**Activity:** Can you retype every record below exactly as written?

------------

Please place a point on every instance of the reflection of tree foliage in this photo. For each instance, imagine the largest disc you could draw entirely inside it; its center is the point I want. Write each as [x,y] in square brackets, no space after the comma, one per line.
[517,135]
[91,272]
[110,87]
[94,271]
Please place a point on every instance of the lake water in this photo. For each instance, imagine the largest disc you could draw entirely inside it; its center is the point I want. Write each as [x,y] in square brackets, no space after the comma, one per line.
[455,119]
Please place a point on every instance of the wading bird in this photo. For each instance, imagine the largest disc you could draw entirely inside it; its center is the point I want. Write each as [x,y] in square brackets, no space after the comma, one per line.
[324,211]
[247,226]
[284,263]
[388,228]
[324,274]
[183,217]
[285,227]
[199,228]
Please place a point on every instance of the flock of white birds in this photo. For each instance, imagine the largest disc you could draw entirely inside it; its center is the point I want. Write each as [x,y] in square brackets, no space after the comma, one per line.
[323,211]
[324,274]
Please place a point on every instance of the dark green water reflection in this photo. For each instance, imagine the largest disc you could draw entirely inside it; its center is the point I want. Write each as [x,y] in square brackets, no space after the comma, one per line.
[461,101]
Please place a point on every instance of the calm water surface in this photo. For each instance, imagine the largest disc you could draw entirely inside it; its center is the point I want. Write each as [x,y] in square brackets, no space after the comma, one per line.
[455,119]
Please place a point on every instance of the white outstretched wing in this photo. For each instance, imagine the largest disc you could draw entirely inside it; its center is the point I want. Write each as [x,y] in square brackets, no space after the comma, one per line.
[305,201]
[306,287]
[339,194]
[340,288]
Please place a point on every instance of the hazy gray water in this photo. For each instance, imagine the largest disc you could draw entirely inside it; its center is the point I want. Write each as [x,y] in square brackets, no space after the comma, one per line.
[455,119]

------------

**Task result:**
Please place a point on every instance of the reflection of tree foliage in this photo. For each instance, imagine the largest disc you could draw entirely inside it; its center is the point I want. Write each as [x,y] in square brackets, no space after the comma, one per line.
[517,135]
[91,272]
[110,87]
[94,271]
Please place a point on every instance of the lake water in this photo. For each instance, imagine the largest disc you could draw entirely inside it; its center is the point I want. Write each as [x,y] in square brackets, no space after the comma, one per line.
[455,119]
Please place a point on every instance of the wading bird in this photo. For each instance, imagine the largest disc you could draw entirely inside it; its center is the point I want. Write each as [x,y] in square brackets, no space after the comma, one per line.
[324,211]
[247,226]
[284,263]
[388,228]
[324,274]
[183,217]
[285,227]
[199,228]
Please place a point on every instance of the flock of white birds in this photo. For each instance, imagine the largest disc you could draw entirely inside it; its center is the point I want. Write each as [x,y] in square brackets, no space after the comma, one per line.
[323,211]
[324,274]
Please place a point on every instance of the dark green water reflection in this photo. For each instance, imagine the largest disc you could draw entirely inside it; its center is the point I want. Write each as [x,y] in square brackets, no space after the comma, one per line.
[461,101]
Please place a point on every instance of the calm water surface in this photo. For each instance, imagine the largest disc you could draw entirely inside it; its center is the point I want. Write each as [x,y] in square brackets, no space after the comma, one per line.
[455,119]
Please place a point on every instance of the white outstretched wing in this photo. For each instance, imagine the largest disc you could draw entirely inside it; its center is the point I want. Write each as [x,y] in square brackets, no space after the comma, one per line.
[305,201]
[306,287]
[339,194]
[340,288]
Please place a point on every instance of the hazy gray water in this photo. For each instance, imagine the largest disc you could draw entirely inside it; its center is the point I want. Write each as [x,y] in square brackets, no space after the comma, one per line.
[455,119]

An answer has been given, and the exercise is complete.